▶ [Work item]: All that is needed is every record, duplicated exactly.

▶ [Data under study]:
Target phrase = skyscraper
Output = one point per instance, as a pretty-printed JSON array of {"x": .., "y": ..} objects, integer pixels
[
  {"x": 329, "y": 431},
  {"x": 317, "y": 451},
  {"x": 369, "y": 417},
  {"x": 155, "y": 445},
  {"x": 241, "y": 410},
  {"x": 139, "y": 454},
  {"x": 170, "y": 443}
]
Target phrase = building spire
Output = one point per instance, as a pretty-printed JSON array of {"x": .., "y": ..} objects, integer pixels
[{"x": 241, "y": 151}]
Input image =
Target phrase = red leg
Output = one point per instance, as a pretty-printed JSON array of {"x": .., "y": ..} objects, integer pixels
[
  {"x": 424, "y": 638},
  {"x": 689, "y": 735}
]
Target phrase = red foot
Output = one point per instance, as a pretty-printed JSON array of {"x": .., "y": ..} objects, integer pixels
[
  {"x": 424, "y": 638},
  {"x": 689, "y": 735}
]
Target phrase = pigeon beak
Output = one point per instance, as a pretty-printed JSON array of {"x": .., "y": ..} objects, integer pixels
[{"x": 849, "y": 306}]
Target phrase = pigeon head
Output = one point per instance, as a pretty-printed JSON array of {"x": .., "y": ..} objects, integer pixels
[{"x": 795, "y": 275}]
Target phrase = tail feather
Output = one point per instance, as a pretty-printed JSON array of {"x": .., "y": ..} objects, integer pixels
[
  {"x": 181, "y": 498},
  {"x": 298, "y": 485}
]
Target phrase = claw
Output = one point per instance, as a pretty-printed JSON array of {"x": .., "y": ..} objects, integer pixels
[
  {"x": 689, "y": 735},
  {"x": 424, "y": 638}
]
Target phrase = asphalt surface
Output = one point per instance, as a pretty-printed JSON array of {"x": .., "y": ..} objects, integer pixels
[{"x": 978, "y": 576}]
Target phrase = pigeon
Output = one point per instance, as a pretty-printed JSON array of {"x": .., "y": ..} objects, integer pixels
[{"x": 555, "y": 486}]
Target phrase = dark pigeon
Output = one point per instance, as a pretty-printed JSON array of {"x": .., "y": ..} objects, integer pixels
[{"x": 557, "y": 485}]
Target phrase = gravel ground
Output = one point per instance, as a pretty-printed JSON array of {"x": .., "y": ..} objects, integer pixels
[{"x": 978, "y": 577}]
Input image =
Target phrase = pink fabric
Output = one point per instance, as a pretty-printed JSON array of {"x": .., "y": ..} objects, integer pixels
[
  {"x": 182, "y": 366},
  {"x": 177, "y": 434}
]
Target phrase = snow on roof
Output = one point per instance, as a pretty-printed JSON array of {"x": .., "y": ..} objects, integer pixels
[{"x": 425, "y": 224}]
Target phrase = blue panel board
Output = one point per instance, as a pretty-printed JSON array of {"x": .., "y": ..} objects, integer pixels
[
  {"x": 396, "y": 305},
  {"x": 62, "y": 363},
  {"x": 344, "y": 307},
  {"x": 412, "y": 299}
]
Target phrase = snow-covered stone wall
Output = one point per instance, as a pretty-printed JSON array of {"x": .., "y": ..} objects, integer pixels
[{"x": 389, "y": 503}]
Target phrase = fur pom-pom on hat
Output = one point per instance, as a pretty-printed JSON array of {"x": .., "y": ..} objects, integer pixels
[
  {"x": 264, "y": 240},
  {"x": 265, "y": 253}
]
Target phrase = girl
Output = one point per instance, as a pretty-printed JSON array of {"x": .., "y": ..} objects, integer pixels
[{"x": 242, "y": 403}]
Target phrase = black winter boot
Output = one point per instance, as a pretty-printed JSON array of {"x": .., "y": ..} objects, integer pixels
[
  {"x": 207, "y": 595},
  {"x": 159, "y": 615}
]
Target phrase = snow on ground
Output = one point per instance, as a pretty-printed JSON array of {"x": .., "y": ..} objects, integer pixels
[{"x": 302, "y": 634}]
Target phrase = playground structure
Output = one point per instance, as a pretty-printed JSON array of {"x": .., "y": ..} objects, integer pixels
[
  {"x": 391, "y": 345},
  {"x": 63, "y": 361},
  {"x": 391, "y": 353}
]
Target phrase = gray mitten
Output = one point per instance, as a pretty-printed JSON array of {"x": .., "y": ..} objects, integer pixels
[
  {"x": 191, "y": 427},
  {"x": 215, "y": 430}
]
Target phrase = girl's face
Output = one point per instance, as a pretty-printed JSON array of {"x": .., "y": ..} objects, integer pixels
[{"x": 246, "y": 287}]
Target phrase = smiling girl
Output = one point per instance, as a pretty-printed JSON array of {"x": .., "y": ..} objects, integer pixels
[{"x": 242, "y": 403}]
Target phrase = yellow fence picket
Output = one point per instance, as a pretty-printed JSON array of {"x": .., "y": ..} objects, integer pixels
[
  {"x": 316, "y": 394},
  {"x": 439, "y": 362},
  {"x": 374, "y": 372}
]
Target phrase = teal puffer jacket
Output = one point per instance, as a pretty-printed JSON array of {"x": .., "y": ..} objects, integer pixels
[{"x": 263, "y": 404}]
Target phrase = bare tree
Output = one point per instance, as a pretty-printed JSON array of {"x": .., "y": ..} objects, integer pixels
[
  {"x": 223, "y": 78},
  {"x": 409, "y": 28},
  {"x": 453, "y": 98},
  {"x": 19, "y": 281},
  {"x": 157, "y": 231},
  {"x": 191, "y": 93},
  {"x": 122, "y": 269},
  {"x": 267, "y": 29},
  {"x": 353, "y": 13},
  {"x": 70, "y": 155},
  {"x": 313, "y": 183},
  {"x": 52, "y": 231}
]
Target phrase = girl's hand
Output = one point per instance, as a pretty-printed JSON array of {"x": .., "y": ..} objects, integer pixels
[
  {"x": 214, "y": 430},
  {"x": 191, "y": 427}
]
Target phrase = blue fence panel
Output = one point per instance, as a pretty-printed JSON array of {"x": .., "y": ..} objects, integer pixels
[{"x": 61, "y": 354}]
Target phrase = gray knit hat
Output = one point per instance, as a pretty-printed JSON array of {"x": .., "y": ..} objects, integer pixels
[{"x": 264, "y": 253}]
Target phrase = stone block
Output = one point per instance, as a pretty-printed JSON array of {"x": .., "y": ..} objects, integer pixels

▶ [Task output]:
Target phrase = skyscraper
Output = one point per instance, as a pretty-printed JSON array of {"x": .., "y": ..} objects, integer pixels
[
  {"x": 329, "y": 431},
  {"x": 317, "y": 451},
  {"x": 369, "y": 417},
  {"x": 155, "y": 445},
  {"x": 241, "y": 410},
  {"x": 139, "y": 454},
  {"x": 170, "y": 443}
]
Target phrase = building spire
Output = one point per instance, as a pretty-printed JSON array of {"x": .., "y": ..} objects, integer pixels
[{"x": 241, "y": 151}]
Input image =
Target phrase = red leg
Output = one point per instance, as a pretty-printed JSON array of {"x": .., "y": ..} objects, integer pixels
[
  {"x": 424, "y": 638},
  {"x": 689, "y": 735}
]
Target phrase = red foot
Output = one point per instance, as a pretty-printed JSON array of {"x": .., "y": ..} objects, integer pixels
[
  {"x": 424, "y": 638},
  {"x": 689, "y": 735}
]
Target phrase = pigeon beak
Output = one point per instance, as a pretty-printed JSON array of {"x": .., "y": ..} objects, integer pixels
[{"x": 849, "y": 306}]
Target phrase = pigeon head
Output = one point per instance, as a pretty-printed JSON array of {"x": .., "y": ..} objects, integer pixels
[{"x": 795, "y": 275}]
Target phrase = tail feather
Output = one point per instance, as a pretty-printed JSON array of {"x": .., "y": ..} objects, integer pixels
[
  {"x": 181, "y": 498},
  {"x": 298, "y": 485}
]
Target phrase = claw
Output = one point per instance, as a pretty-printed JSON array of {"x": .., "y": ..} objects, integer pixels
[
  {"x": 689, "y": 735},
  {"x": 424, "y": 638}
]
Target phrase = asphalt surface
Output = one point per instance, as a pretty-printed JSON array of {"x": .., "y": ..} objects, integer pixels
[{"x": 978, "y": 576}]
Target phrase = pigeon
Output = one point per instance, as a pretty-printed JSON array of {"x": .., "y": ..} objects, integer pixels
[{"x": 555, "y": 486}]
Target phrase = dark pigeon
Output = one point per instance, as a pretty-printed JSON array of {"x": .., "y": ..} objects, integer pixels
[{"x": 557, "y": 485}]
Target phrase = gravel ground
Output = one point per instance, as a pretty-printed JSON array of {"x": .., "y": ..} objects, integer pixels
[{"x": 978, "y": 577}]
Input image =
Target phrase = pink fabric
Output = one point per instance, as a pretty-printed JSON array of {"x": .., "y": ..} objects, integer pixels
[
  {"x": 182, "y": 366},
  {"x": 177, "y": 434}
]
Target phrase = snow on roof
Output = one point per instance, as a pretty-printed JSON array of {"x": .., "y": ..} objects, integer pixels
[{"x": 425, "y": 224}]
Target phrase = blue panel board
Output = one point per instance, as a pretty-printed JSON array of {"x": .., "y": ..} objects, integer pixels
[
  {"x": 396, "y": 305},
  {"x": 62, "y": 363},
  {"x": 344, "y": 307},
  {"x": 412, "y": 299}
]
Target phrase = snow-covered stone wall
Output = one point per instance, as a pretty-printed JSON array of {"x": .., "y": ..} objects, integer pixels
[{"x": 389, "y": 503}]
Target phrase = fur pom-pom on hat
Output = one point per instance, as a pretty-printed JSON array of {"x": .., "y": ..} objects, integer pixels
[
  {"x": 264, "y": 240},
  {"x": 265, "y": 253}
]
Target phrase = girl
Output = one point per instance, as a pretty-printed JSON array of {"x": .., "y": ..} objects, integer pixels
[{"x": 242, "y": 403}]
Target phrase = black winter boot
Output = one point per instance, as a pretty-printed JSON array of {"x": .., "y": ..} objects, integer pixels
[
  {"x": 207, "y": 595},
  {"x": 159, "y": 615}
]
Target phrase = snow on ground
Output = one point per instance, as a pretty-printed JSON array of {"x": .., "y": ..} objects, integer pixels
[{"x": 302, "y": 634}]
Target phrase = playground structure
Output = one point per instance, as a pretty-printed JSON array of {"x": .., "y": ..} objects, integer pixels
[
  {"x": 391, "y": 345},
  {"x": 63, "y": 361},
  {"x": 391, "y": 353}
]
Target phrase = gray mitten
Output = one point per instance, as a pretty-printed JSON array of {"x": .., "y": ..} objects, integer pixels
[
  {"x": 191, "y": 427},
  {"x": 215, "y": 430}
]
Target phrase = girl's face
Output = one point per instance, as a pretty-printed JSON array of {"x": .., "y": ..} objects, integer pixels
[{"x": 246, "y": 287}]
Target phrase = smiling girl
Output = one point per instance, as a pretty-printed JSON array of {"x": .., "y": ..} objects, integer pixels
[{"x": 242, "y": 403}]
Target phrase = yellow fence picket
Output = one point per instance, as a pretty-printed JSON array of {"x": .., "y": ..} objects, integer pixels
[
  {"x": 316, "y": 394},
  {"x": 439, "y": 362},
  {"x": 374, "y": 372}
]
Target phrase = teal puffer jacket
Output = one point per instance, as a pretty-printed JSON array of {"x": .., "y": ..} objects, integer pixels
[{"x": 263, "y": 404}]
Target phrase = bare tree
Output = one point per instance, as a pretty-printed JSON array of {"x": .., "y": ..} objects, integer pixels
[
  {"x": 223, "y": 78},
  {"x": 409, "y": 28},
  {"x": 453, "y": 98},
  {"x": 19, "y": 281},
  {"x": 157, "y": 231},
  {"x": 191, "y": 93},
  {"x": 122, "y": 269},
  {"x": 267, "y": 29},
  {"x": 353, "y": 13},
  {"x": 70, "y": 155},
  {"x": 313, "y": 183},
  {"x": 52, "y": 231}
]
Target phrase = girl's hand
Output = one point per instance, as a pretty-printed JSON array of {"x": .., "y": ..} objects, integer pixels
[
  {"x": 214, "y": 430},
  {"x": 191, "y": 427}
]
Target phrase = blue fence panel
Output = one point per instance, as a pretty-printed JSON array of {"x": .., "y": ..} objects, integer pixels
[{"x": 61, "y": 354}]
Target phrase = gray knit hat
Output = one point per instance, as a pretty-printed JSON array of {"x": .., "y": ..} objects, integer pixels
[{"x": 264, "y": 253}]
Target phrase = stone block
Output = one point per instance, as a pretty-printed JSON array of {"x": .., "y": ..} objects, integer pixels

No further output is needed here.